» What is being asked:
In the listing below, find the line with "Each <instance> block" and the line with "positive clicks: (1679, 1141)". Repeat those two lines and all lines between them exactly.

» Given records:
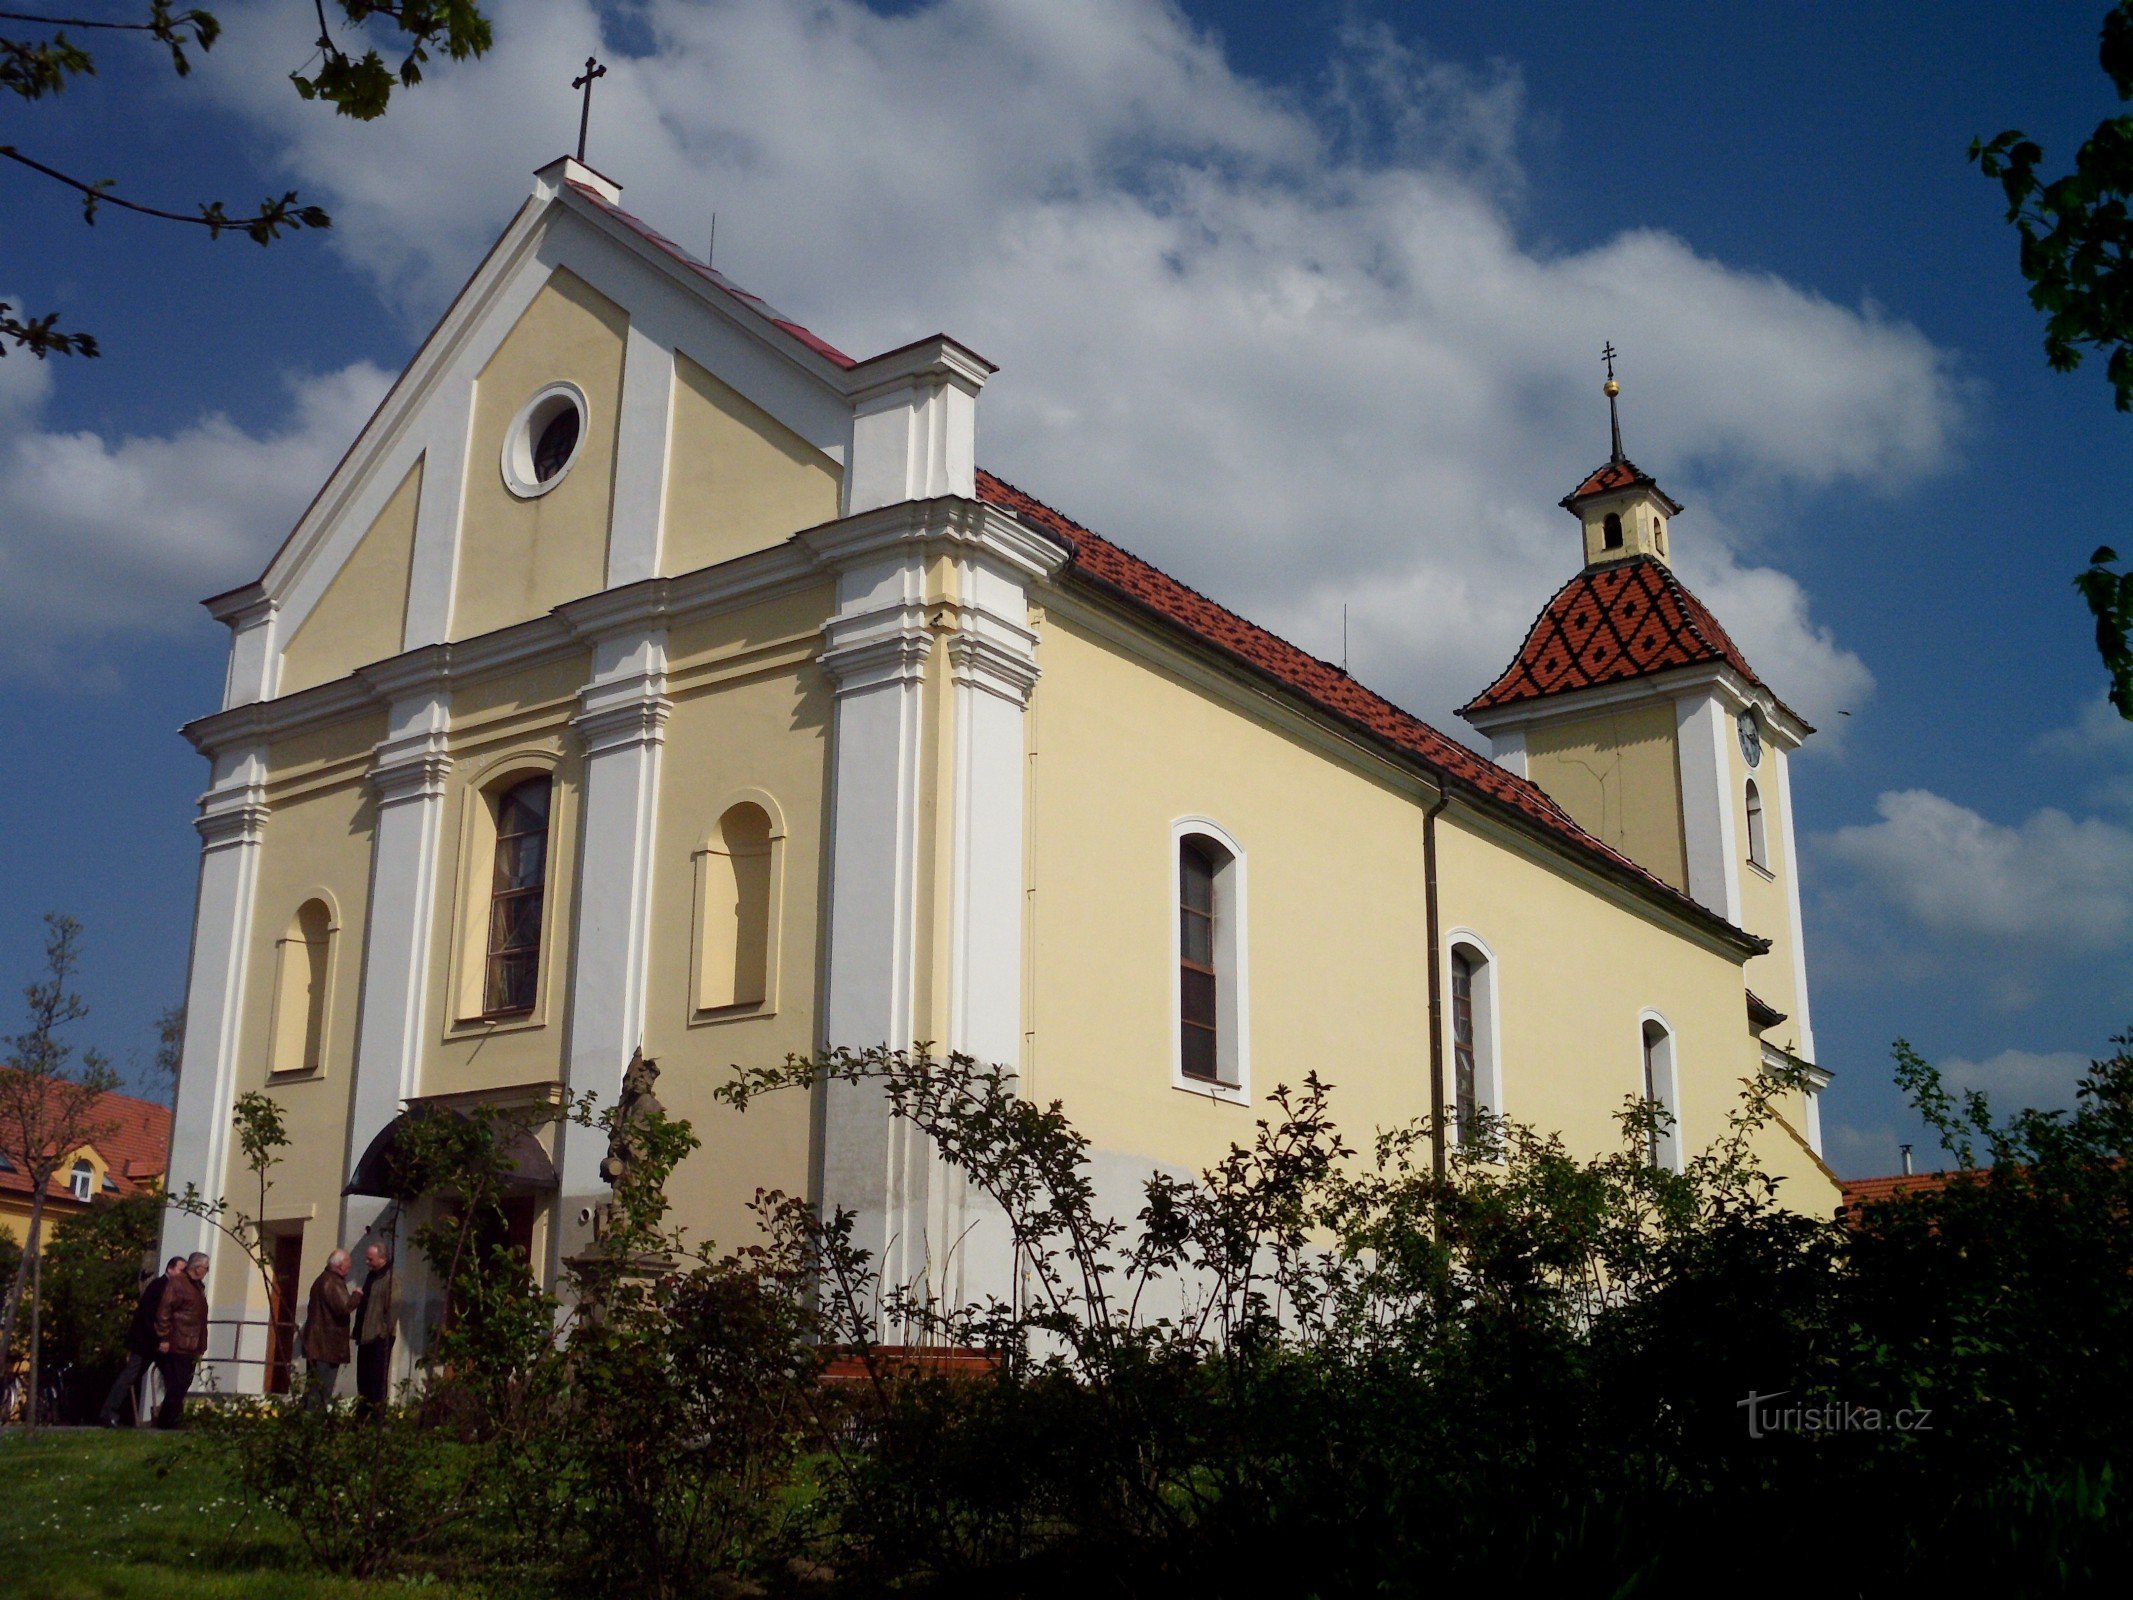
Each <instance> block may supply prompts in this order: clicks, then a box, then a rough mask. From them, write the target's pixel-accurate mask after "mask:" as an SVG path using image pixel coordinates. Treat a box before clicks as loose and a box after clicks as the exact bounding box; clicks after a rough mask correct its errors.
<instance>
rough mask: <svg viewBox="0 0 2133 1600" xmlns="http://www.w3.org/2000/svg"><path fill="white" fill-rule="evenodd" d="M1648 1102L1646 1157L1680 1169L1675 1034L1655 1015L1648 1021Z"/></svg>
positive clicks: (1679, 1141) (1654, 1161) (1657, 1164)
---
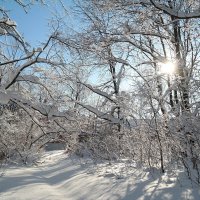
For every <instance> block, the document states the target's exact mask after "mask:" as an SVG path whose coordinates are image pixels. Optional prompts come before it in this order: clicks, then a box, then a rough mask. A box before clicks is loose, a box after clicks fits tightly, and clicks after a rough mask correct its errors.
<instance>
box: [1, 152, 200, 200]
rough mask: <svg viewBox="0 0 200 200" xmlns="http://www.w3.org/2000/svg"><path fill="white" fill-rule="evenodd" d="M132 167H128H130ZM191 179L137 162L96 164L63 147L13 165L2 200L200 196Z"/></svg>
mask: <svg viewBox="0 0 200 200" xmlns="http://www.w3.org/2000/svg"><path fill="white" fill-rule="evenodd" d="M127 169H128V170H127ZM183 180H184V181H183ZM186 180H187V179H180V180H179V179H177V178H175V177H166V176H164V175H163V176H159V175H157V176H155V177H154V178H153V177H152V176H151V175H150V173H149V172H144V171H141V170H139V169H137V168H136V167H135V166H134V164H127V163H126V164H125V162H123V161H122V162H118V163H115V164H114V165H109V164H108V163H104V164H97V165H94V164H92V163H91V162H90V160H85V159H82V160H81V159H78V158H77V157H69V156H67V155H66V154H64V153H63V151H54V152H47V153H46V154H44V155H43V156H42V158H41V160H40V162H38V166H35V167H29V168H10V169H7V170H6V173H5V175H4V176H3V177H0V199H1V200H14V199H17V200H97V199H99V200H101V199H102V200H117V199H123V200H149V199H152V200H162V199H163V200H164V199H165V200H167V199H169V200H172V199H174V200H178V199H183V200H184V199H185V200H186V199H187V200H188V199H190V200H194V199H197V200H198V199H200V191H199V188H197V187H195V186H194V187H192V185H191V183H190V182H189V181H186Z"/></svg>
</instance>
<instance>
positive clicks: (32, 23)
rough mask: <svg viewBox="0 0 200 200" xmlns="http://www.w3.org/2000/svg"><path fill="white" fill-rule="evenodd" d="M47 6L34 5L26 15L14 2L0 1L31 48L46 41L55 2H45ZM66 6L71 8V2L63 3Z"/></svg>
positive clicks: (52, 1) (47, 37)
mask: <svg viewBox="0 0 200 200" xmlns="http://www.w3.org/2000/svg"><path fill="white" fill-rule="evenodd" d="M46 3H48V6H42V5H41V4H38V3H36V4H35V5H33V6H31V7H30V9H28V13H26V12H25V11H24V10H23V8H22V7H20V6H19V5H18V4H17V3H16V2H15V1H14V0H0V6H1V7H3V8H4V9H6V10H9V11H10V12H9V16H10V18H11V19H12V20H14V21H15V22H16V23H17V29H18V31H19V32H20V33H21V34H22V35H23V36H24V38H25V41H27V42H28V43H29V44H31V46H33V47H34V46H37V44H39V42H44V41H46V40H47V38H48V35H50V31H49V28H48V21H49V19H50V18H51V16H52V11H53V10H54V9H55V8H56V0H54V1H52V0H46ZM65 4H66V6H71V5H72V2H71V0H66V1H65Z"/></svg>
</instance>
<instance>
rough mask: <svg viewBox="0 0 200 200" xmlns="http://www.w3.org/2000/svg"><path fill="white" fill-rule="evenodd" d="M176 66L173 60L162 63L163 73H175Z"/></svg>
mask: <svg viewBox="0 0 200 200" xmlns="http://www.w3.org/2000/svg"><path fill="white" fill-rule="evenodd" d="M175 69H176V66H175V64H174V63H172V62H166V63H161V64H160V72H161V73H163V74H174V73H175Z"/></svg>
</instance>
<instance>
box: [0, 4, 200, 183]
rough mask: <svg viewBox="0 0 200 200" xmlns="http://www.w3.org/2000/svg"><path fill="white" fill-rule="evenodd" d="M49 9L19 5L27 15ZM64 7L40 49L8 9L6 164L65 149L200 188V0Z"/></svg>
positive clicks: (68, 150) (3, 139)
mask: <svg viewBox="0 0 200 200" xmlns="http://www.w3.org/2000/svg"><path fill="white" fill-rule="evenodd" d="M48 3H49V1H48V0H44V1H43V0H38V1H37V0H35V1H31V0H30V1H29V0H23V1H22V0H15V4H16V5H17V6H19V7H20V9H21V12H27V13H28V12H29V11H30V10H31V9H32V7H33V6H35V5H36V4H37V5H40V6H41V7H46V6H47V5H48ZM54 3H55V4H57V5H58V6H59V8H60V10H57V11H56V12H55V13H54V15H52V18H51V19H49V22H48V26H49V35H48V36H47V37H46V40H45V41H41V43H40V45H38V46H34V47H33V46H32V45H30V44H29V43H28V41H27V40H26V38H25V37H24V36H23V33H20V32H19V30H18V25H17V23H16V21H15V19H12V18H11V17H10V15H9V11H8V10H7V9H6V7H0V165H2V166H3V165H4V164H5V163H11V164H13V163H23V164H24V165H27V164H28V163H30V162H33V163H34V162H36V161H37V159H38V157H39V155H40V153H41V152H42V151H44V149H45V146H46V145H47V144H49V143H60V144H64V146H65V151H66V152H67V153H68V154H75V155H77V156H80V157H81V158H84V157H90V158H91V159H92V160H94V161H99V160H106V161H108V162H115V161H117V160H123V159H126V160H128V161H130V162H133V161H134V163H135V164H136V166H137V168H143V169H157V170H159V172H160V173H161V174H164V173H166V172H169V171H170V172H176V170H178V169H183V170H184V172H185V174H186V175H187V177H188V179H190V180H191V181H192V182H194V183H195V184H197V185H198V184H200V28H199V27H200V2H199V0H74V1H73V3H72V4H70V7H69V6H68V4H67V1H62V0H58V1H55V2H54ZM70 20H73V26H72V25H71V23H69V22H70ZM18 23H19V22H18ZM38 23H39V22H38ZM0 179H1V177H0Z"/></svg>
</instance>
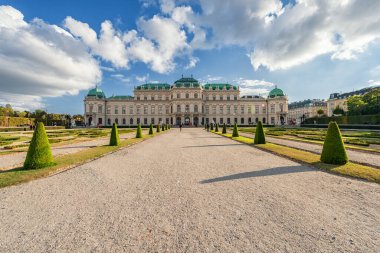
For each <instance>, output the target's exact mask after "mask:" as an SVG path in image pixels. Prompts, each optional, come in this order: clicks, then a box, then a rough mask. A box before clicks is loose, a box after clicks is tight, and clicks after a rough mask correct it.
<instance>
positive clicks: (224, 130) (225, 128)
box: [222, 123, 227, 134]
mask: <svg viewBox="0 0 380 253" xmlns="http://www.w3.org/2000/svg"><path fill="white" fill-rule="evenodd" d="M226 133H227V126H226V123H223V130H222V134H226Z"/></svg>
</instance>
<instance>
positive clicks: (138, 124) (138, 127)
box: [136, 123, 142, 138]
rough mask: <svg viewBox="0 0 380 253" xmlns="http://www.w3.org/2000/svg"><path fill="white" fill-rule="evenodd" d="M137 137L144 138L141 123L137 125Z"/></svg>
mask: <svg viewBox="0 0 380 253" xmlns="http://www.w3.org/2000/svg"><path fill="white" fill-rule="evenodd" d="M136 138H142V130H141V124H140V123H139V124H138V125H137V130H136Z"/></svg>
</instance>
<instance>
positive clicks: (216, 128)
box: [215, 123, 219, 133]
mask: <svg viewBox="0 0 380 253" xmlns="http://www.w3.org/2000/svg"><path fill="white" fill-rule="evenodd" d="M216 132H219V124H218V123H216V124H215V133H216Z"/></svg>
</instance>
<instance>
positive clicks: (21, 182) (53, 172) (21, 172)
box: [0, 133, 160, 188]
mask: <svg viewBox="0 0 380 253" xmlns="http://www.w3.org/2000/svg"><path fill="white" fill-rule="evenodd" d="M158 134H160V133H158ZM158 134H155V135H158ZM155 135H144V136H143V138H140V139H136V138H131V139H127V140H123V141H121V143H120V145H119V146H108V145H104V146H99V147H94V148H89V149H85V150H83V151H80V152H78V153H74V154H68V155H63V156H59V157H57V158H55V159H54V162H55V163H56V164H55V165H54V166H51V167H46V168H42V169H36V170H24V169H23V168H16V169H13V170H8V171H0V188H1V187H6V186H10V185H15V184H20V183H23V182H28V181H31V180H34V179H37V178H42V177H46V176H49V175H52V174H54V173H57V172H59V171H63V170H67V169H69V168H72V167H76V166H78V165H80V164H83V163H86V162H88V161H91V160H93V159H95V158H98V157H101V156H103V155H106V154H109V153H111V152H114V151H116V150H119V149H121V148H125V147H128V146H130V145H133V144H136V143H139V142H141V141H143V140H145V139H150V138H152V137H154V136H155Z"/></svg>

» Written reply:
Each <instance> block may supply prompts in this order: clicks, then a box, then a rough mask. From them, write the target's pixel-accurate mask after "mask:" as an SVG path using image pixel coordinates. Treat a box before clicks as loose and a box after clicks as the exact bounding box; clicks after a rough mask correct its errors.
<instance>
rough mask: <svg viewBox="0 0 2133 1600" xmlns="http://www.w3.org/2000/svg"><path fill="white" fill-rule="evenodd" d="M1648 1102L1646 1157L1680 1169L1675 1034L1655 1015L1648 1021Z"/></svg>
positive clicks: (1679, 1141) (1654, 1161) (1657, 1164)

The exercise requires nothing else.